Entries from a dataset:
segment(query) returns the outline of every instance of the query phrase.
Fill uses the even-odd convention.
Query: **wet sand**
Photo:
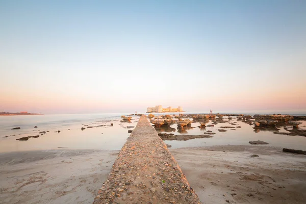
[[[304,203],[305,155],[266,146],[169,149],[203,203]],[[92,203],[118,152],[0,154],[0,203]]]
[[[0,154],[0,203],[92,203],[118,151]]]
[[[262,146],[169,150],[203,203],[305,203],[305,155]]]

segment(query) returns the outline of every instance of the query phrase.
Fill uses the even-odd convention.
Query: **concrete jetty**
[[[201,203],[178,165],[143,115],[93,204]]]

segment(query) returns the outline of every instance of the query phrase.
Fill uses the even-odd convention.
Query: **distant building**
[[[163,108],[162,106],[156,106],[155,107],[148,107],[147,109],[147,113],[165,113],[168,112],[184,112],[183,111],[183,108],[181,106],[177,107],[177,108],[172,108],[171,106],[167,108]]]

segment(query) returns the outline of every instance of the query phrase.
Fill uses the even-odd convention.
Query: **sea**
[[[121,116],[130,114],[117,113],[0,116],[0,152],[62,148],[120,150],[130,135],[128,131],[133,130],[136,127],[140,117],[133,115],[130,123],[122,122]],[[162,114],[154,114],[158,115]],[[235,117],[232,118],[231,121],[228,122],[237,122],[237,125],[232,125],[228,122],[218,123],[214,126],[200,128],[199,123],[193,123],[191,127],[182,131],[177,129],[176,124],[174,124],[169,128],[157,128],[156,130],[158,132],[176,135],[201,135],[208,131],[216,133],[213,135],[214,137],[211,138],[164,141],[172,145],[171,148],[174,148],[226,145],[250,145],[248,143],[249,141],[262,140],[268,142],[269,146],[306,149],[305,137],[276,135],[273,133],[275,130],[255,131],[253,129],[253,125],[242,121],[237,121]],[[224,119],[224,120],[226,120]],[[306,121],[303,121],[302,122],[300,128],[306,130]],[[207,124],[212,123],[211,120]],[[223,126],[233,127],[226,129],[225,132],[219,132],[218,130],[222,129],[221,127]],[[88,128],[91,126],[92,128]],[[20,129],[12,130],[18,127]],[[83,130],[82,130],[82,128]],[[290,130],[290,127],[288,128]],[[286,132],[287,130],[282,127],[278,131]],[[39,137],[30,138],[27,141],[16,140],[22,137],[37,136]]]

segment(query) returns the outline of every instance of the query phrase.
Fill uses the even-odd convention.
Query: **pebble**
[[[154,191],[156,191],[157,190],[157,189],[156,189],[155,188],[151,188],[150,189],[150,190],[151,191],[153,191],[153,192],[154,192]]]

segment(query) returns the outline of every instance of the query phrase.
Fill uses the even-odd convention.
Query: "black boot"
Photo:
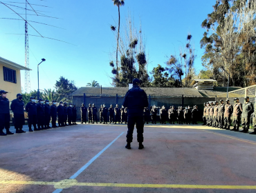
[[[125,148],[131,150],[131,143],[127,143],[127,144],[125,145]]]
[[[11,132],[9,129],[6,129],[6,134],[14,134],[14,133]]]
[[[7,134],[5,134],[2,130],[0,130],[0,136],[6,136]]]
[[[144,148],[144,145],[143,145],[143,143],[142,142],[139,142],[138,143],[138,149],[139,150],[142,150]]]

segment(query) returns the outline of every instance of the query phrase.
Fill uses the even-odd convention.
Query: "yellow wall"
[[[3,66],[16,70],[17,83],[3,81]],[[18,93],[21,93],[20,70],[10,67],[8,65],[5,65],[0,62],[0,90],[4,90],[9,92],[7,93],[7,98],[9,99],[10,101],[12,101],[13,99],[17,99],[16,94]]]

Challenge → Give all seven records as a two-column CSV with the columns "phrase" and "outline", one row per record. Put each record's request text and its answer in a quoted field, turn line breaks into spaces, and leave out the pictures.

Solution to this task →
phrase,outline
"segment(query) returns the outline of every instance of the query phrase. Fill uses the even-odd convention. Query: **wet sand** Photo:","[[[304,203],[305,155],[266,146],[169,149],[203,203]],[[92,203],[118,152],[0,154],[0,203]]] [[[0,154],[0,203],[92,203],[118,151]]] [[[262,146],[169,150],[203,203],[305,203],[305,155]]]"
"segment(query) returns the outline of every instance of the query phrase. Fill uses the even-odd convention. Query: **concrete jetty**","[[[201,203],[178,165],[143,115],[93,204]]]"
"segment(query) returns the outline of every instance of the query phrase. Fill uses the even-odd convention. Query: **distant building**","[[[163,108],[162,106],[156,106],[155,107],[148,107],[147,109],[147,113],[165,113],[168,112],[184,112],[183,111],[183,108],[181,106],[177,107],[177,108],[172,108],[171,106],[167,108]]]"
"segment(query) returns the outline of every instance of the query phrase. Fill uses the even-odd convention. Query: **sea**","[[[121,116],[130,114],[117,113],[0,116],[0,152],[62,148],[120,150],[130,135],[128,131],[133,130],[136,127],[140,117],[133,115],[130,123],[122,122]],[[162,114],[154,114],[158,115]],[[235,117],[232,118],[231,121],[228,122],[237,122],[237,125],[232,125],[228,122],[218,123],[214,126],[200,128],[199,123],[193,123],[191,127],[182,131],[177,129],[176,124],[174,124],[169,128],[157,128],[156,130],[158,132],[176,135],[201,135],[208,131],[216,133],[213,135],[214,137],[211,138],[164,141],[172,145],[171,148],[174,148],[226,145],[250,145],[248,143],[249,141],[262,140],[268,142],[269,146],[306,149],[305,137],[276,135],[273,133],[275,130],[255,131],[253,129],[253,125],[242,121],[237,121]],[[224,119],[224,120],[226,120]],[[306,121],[303,121],[302,122],[300,128],[306,130]],[[207,124],[212,123],[211,120]],[[223,126],[233,127],[226,129],[225,132],[219,132],[218,130],[222,129],[221,127]],[[88,128],[91,126],[92,128]],[[20,129],[12,130],[18,127]],[[83,130],[82,130],[82,128]],[[290,130],[290,127],[288,128]],[[286,132],[287,130],[282,127],[278,131]],[[39,137],[30,138],[27,141],[16,140],[22,137],[37,136]]]"
"segment(query) returns the outline of every instance of the query phrase. Fill uses the even-odd convention. Query: **pebble**","[[[154,191],[156,191],[157,190],[157,189],[156,189],[155,188],[151,188],[150,189],[150,190],[151,191],[153,191],[153,192],[154,192]]]"
"segment(query) returns the outline of every instance of the query phrase. Fill uses the even-odd convention. Query: ""black boot"" Photo:","[[[125,148],[131,150],[131,143],[127,143],[127,144],[125,145]]] [[[11,132],[9,129],[6,129],[6,134],[14,134],[14,133]]] [[[7,134],[5,134],[2,130],[0,130],[0,136],[6,136]]] [[[144,148],[144,145],[143,145],[143,143],[142,142],[139,142],[138,143],[138,149],[139,150],[142,150]]]"
"segment(query) returns the outline of every instance of the query phrase. Fill uses the even-odd convention. Query: ""yellow wall""","[[[3,66],[16,70],[17,83],[3,81]],[[18,93],[21,93],[20,70],[10,67],[8,65],[5,65],[0,62],[0,90],[4,90],[9,92],[7,93],[7,98],[9,99],[10,101],[12,101],[13,99],[17,99],[16,94]]]"